Task description: In the records below, find the line containing "Guideline: for every instance of the bicycle icon, the"; give it again exactly, along with every line that follows, and nothing else.

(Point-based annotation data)

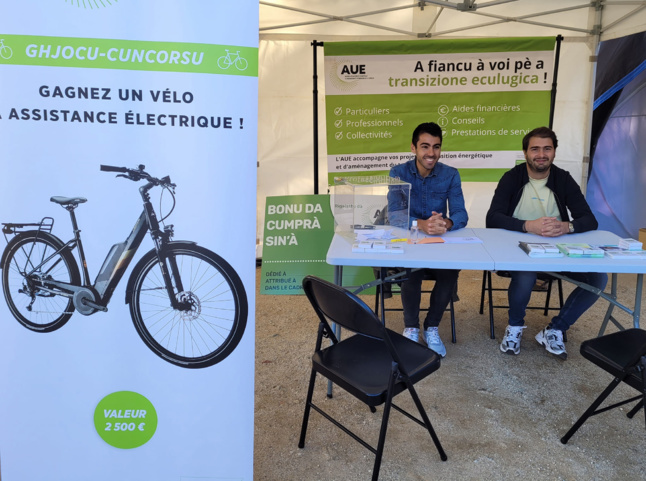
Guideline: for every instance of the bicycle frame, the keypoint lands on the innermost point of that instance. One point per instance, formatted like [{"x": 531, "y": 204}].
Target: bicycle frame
[{"x": 118, "y": 258}]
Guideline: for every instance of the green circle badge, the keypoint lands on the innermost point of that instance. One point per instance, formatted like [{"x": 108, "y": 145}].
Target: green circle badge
[{"x": 125, "y": 419}]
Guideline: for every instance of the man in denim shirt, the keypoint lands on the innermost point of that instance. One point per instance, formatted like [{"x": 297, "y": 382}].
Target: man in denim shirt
[{"x": 433, "y": 186}]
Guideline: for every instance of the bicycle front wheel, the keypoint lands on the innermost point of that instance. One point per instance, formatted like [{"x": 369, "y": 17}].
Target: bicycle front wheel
[
  {"x": 26, "y": 270},
  {"x": 212, "y": 315}
]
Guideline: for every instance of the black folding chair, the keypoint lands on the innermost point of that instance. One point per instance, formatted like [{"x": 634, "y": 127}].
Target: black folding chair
[
  {"x": 374, "y": 365},
  {"x": 623, "y": 355}
]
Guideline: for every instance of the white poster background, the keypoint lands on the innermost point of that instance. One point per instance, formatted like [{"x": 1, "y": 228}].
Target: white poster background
[{"x": 52, "y": 382}]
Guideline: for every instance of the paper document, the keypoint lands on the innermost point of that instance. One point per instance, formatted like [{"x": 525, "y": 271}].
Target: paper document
[{"x": 462, "y": 240}]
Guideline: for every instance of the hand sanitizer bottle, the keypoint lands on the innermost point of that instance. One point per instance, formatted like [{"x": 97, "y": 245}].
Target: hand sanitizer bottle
[{"x": 414, "y": 234}]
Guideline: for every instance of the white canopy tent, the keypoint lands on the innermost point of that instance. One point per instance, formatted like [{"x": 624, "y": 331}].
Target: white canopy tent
[{"x": 288, "y": 27}]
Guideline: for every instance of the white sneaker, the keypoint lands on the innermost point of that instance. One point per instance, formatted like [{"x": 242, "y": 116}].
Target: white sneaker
[
  {"x": 412, "y": 333},
  {"x": 511, "y": 342},
  {"x": 552, "y": 339},
  {"x": 433, "y": 341}
]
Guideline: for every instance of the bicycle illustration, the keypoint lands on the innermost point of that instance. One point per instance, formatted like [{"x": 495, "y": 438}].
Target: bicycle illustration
[
  {"x": 5, "y": 51},
  {"x": 229, "y": 59},
  {"x": 187, "y": 303}
]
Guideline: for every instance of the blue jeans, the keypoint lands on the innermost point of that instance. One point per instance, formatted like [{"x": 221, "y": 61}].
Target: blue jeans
[
  {"x": 579, "y": 301},
  {"x": 411, "y": 293}
]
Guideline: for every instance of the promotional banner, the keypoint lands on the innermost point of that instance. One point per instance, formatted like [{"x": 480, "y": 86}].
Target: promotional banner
[
  {"x": 128, "y": 141},
  {"x": 486, "y": 94},
  {"x": 298, "y": 232}
]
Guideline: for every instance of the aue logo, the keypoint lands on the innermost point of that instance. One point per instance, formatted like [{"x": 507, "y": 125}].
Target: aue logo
[
  {"x": 349, "y": 72},
  {"x": 353, "y": 69}
]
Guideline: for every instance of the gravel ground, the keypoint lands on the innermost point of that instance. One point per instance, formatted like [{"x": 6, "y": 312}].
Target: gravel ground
[{"x": 498, "y": 417}]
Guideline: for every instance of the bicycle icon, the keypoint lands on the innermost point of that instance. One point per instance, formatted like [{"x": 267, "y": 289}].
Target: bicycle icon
[
  {"x": 229, "y": 59},
  {"x": 5, "y": 51}
]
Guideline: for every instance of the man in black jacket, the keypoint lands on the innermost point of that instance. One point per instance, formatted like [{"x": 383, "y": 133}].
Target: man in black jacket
[{"x": 535, "y": 197}]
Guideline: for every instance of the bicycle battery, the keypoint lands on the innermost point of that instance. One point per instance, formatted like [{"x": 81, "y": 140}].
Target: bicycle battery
[{"x": 109, "y": 267}]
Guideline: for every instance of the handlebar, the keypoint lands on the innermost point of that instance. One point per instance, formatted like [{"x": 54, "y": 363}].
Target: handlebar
[
  {"x": 112, "y": 168},
  {"x": 138, "y": 174}
]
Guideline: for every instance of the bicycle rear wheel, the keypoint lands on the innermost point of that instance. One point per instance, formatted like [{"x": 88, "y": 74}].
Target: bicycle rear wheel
[
  {"x": 213, "y": 319},
  {"x": 31, "y": 300}
]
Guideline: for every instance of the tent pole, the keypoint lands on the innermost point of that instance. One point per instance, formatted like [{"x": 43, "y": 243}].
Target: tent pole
[
  {"x": 315, "y": 93},
  {"x": 559, "y": 39}
]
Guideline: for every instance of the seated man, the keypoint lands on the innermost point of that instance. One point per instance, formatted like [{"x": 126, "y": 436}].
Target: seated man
[
  {"x": 433, "y": 185},
  {"x": 535, "y": 197}
]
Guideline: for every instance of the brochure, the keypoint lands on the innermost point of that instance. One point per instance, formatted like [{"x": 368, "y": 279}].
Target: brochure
[
  {"x": 580, "y": 250},
  {"x": 540, "y": 249},
  {"x": 616, "y": 252}
]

Exercise answer:
Guideline: for every instance of the bicycle icon, the keypoint lands on the innermost point of that instance. One point per instance, formatted like [{"x": 267, "y": 289}].
Target: bicycle icon
[
  {"x": 229, "y": 59},
  {"x": 5, "y": 51}
]
Guideline: for every instance of the man in black jacket, the keypoint lands on the innermost point of that instance. One point per instance, formatted like [{"x": 383, "y": 133}].
Target: man in black jacket
[{"x": 535, "y": 197}]
Guideline: for every instance of the bicycle battery, the keypoint lands on the innermost point of that instance. One point per instance, formatted like [{"x": 81, "y": 140}].
Target: bicycle battery
[{"x": 109, "y": 267}]
Guideline: for every instance of the handlebar, the keypoint lands on the innermost point of that instance. One point per instance, formatted like [{"x": 54, "y": 363}].
Target: handlebar
[
  {"x": 112, "y": 168},
  {"x": 138, "y": 174}
]
Guideline: for every instance of the bicycle rear wheel, the keypoint lands on the innermost point of that instance. One point per instance, formatted like [{"x": 88, "y": 74}].
Target: bicycle rear wheel
[
  {"x": 213, "y": 319},
  {"x": 31, "y": 300}
]
Guideline: for every instance of the tent pole, the keypoint lands on the innermost point of that instance. One point per instance, formatted like [{"x": 43, "y": 243}].
Target: tent pole
[
  {"x": 315, "y": 93},
  {"x": 559, "y": 39}
]
Guideline: for every instance of the seated man, the keypoint lands on the innermost point of that instance. One point per instance, formatted like [{"x": 126, "y": 436}].
Target: seated man
[
  {"x": 433, "y": 185},
  {"x": 535, "y": 197}
]
Guideline: for every instance of the brochure, the keypoint lands on the innermost point of that instance. One point per instance, formatted like [{"x": 368, "y": 279}].
Target: brochure
[
  {"x": 580, "y": 250},
  {"x": 540, "y": 249},
  {"x": 616, "y": 252}
]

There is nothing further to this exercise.